Sur le plan international, la lutte contre l'impunité se fait par des juridictions pénales spéciales (TMI, TPI) qui sont :

« Des instances crées par les Etats agissant collectivement et ayant un pouvoir de juger les présumés auteurs des crimes relevant de leur compétence dans leurs statuts respectifs »12(*) et par la CPI.

La CPI est unique en son genre. Aucune des juridictions pénales internationales qui ont préexisté ou qui existent ne cumule ses deux caractéristiques : elle est à la fois universelle et permanente.

Des tribunaux militaires internationaux ad hoc 13(*)(TMI) en passant par les tribunaux pénaux internationaux ad hoc14(*) (TPI), on a abouti, avec la CPI, à une juridiction pénale internationale permanente. Dans ce chapitre, nous aborderons les origines de la CPI, son rôle, son domaine de compétence ainsi que la signification du principe de complémentarité qui gouverne son fonctionnement.

Section 1. Les origines de la CPI.

La CPI est l'aboutissement d'une longue évolution dont les origines se situent bien avant les TMI de la fin de la seconde guerre mondiale. Partie d'une initiative individuelle, l'idée de mettre en place une juridiction pénale internationale permanente va se transposer progressivement au niveau étatique. L'élaboration du Statut de Rome de la CPI peut être présentée en deux étapes marquées par de multiples interruptions.

§1. Aspects historiques.

[Lignes de données]
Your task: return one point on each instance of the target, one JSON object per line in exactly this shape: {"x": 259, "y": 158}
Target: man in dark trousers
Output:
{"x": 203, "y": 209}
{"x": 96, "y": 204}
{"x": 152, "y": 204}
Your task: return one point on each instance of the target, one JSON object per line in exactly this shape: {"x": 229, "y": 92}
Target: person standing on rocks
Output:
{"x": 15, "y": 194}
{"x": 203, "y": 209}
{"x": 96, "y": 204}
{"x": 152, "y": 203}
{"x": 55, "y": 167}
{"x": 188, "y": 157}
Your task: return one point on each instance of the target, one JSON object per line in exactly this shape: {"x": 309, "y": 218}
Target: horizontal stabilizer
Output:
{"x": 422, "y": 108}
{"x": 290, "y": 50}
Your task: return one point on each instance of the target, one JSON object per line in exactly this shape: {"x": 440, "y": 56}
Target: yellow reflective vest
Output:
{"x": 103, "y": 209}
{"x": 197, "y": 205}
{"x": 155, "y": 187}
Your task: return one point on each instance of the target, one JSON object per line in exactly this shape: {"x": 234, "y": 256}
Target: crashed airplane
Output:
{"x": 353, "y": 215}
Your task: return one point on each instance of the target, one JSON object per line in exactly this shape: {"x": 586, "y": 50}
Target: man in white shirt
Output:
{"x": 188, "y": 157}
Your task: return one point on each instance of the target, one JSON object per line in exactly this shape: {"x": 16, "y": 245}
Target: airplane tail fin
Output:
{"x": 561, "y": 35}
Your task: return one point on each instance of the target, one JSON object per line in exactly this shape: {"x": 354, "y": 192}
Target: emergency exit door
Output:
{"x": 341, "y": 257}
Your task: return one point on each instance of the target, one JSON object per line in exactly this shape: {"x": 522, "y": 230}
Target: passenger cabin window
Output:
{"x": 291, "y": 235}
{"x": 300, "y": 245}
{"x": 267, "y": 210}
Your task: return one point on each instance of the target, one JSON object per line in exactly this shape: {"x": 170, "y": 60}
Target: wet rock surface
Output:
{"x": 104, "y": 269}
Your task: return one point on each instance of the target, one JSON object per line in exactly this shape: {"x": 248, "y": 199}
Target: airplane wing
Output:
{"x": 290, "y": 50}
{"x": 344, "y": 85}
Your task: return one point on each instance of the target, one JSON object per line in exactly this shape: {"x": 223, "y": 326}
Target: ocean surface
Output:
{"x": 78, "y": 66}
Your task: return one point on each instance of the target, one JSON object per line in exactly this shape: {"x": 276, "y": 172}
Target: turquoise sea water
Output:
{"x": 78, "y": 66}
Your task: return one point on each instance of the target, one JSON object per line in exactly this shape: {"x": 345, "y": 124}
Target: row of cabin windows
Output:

[Exercice court 1]
Indiquez si chacune des affirmations suivantes est conforme au texte sur la CPI, en répondant par oui ou par non et en citant les mots du texte qui le justifient.
(a) La CPI est à la fois universelle et permanente.
(b) L'idée d'une juridiction pénale internationale permanente est d'abord née d'une initiative des États.
(c) L'élaboration du Statut de Rome s'est déroulée en une seule étape, sans interruption.
[Exercice court 2] D'après le texte sur la CPI, quel principe gouverne le fonctionnement de la CPI ?
[Exercice court 3] Recopiez le passage du texte sur la CPI qui commence aux mots « La CPI est l'aboutissement » et s'arrête après « de multiples interruptions. ».

[Réponse correcte 1]
(a) Oui : « elle est à la fois universelle et permanente ».
(b) Non : « Partie d'une initiative individuelle, l'idée de mettre en place une juridiction pénale internationale permanente va se transposer progressivement au niveau étatique ».
(c) Non : « L'élaboration du Statut de Rome de la CPI peut être présentée en deux étapes marquées par de multiples interruptions ».

[Réponse correcte 2] Le principe de complémentarité.

[Réponse correcte 3]
La CPI est l'aboutissement d'une longue évolution dont les origines se situent bien avant les TMI de la fin de la seconde guerre mondiale. Partie d'une initiative individuelle, l'idée de mettre en place une juridiction pénale internationale permanente va se transposer progressivement au niveau étatique. L'élaboration du Statut de Rome de la CPI peut être présentée en deux étapes marquées par de multiples interruptions.